WHAT TO PRODUCE:
Identify every line in the entries that contains the string "roof", and copy each such line out in full.

** start of INPUT FOR THIS TASK **

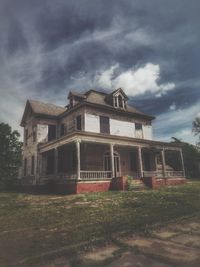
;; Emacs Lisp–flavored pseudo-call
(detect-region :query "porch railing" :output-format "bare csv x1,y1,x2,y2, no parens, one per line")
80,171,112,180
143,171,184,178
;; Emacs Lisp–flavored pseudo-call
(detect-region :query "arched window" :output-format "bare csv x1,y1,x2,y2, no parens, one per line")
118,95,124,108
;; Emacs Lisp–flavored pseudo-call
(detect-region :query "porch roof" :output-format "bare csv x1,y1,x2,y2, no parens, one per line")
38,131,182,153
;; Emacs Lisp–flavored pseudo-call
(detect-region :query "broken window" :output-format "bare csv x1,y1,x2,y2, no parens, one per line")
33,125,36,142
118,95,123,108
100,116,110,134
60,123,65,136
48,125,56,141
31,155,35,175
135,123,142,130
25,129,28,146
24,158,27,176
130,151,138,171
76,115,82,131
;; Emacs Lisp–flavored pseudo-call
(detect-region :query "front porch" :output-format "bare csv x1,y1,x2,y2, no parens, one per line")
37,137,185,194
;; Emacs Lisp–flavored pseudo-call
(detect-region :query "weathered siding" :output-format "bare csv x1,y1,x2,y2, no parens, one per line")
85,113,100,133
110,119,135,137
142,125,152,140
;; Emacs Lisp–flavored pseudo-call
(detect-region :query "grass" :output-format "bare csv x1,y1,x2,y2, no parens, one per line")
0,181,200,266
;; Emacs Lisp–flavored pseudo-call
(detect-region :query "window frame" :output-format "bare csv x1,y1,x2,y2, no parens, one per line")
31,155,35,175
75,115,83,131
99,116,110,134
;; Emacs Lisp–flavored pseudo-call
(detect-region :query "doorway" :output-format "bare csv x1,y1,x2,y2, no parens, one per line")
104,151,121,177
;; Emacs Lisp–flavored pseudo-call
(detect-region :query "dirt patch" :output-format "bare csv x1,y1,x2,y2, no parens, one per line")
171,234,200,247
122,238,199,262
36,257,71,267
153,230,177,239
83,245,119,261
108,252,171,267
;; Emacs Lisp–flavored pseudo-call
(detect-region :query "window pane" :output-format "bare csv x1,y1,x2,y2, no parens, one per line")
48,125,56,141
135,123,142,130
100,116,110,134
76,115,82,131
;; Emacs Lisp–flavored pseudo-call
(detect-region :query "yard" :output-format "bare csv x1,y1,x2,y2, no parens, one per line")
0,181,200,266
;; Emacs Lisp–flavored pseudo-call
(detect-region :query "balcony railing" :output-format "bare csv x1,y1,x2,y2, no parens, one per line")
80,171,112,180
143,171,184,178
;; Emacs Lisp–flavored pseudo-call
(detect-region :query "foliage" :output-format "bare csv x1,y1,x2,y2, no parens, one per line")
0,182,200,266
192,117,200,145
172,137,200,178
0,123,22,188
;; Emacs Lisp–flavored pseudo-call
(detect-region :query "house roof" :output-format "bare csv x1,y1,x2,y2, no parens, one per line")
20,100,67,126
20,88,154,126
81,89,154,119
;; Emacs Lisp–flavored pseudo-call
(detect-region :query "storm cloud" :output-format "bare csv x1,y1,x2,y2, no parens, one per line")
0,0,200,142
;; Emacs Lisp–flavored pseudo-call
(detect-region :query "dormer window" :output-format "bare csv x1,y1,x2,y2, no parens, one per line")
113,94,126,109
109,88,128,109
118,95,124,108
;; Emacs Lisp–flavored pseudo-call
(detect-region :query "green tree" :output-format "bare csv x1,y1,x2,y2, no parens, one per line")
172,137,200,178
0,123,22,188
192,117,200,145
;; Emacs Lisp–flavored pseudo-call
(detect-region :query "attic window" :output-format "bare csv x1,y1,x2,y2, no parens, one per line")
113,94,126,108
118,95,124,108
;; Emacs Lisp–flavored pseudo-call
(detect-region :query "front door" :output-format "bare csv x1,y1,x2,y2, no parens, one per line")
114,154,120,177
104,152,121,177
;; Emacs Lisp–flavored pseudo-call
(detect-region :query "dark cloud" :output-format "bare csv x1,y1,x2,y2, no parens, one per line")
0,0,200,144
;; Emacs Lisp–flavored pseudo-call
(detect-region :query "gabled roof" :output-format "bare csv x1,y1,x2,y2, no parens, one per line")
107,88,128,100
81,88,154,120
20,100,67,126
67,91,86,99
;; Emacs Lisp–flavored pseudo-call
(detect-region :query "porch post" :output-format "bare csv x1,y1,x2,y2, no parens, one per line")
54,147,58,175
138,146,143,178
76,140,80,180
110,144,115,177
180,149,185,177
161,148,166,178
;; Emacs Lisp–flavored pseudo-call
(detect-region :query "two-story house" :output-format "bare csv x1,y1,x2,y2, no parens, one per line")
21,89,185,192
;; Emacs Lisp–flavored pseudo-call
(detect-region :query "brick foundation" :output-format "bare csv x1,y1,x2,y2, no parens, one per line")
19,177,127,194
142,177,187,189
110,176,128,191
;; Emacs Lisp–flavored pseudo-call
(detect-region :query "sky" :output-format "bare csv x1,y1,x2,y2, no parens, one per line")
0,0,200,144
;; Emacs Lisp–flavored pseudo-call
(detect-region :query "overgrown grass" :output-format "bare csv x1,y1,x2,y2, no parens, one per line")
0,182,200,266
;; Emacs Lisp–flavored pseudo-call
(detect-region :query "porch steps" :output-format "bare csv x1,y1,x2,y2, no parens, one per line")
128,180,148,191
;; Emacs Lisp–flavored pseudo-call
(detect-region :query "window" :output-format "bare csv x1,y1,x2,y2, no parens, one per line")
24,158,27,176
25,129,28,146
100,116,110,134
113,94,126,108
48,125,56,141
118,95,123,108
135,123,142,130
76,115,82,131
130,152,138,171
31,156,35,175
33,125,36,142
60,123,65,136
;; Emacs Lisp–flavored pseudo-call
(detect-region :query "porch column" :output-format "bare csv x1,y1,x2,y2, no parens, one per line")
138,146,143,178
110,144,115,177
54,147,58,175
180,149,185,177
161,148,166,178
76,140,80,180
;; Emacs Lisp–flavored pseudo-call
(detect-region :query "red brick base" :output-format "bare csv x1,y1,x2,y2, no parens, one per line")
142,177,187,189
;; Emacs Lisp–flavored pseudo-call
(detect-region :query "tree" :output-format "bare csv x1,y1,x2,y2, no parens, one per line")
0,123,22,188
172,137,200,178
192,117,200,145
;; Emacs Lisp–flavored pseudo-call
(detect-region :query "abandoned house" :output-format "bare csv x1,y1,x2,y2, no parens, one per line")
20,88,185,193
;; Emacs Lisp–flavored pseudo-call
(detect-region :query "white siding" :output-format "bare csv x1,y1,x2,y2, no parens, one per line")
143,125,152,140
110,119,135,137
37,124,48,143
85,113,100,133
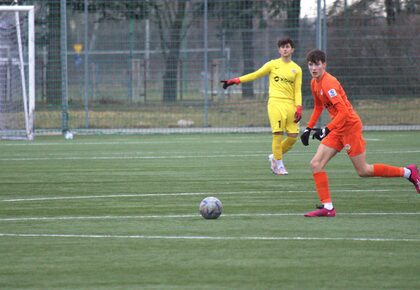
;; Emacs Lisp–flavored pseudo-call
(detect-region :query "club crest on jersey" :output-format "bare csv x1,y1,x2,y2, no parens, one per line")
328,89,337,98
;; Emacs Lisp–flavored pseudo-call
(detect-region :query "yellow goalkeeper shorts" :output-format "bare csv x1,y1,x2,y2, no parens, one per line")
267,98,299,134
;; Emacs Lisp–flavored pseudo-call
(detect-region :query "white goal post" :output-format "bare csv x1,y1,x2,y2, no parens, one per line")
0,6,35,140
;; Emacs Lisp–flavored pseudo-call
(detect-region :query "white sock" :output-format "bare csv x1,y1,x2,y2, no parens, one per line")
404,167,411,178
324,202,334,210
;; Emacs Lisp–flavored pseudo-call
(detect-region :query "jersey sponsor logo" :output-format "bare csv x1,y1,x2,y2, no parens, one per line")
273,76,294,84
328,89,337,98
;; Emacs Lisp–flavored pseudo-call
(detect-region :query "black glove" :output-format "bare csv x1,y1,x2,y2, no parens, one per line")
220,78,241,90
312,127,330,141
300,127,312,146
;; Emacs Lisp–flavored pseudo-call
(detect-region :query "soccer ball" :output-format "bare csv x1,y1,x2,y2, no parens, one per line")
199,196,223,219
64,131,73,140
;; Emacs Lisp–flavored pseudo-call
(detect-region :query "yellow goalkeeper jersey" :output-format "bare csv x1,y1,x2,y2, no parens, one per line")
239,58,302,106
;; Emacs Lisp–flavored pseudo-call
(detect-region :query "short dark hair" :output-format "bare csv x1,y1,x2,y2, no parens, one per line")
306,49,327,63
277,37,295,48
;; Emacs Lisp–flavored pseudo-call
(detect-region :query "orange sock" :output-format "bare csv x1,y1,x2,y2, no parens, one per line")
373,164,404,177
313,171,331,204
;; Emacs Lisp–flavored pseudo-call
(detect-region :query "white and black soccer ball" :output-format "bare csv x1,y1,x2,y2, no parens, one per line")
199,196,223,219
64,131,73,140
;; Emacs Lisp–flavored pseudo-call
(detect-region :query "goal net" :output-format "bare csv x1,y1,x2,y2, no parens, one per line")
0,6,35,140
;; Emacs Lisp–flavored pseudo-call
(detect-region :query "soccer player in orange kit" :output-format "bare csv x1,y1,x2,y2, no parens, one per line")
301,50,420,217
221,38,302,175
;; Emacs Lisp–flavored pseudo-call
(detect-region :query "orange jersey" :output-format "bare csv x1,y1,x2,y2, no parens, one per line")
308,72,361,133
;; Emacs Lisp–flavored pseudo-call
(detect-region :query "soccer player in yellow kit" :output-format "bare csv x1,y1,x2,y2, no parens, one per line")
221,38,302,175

** end of INPUT FOR THIS TASK **

TASK RESULT:
(detect-region :query "porch roof" :output-format "bare csv x1,y1,x2,y2, no parens, one per line")
(detect-region :query "house roof" :output-format "bare csv x1,y1,x2,y2, no parens, one per line")
(detect-region :query "gabled roof" :output-format "bare csv x1,y1,x2,y2, no parens, one per line")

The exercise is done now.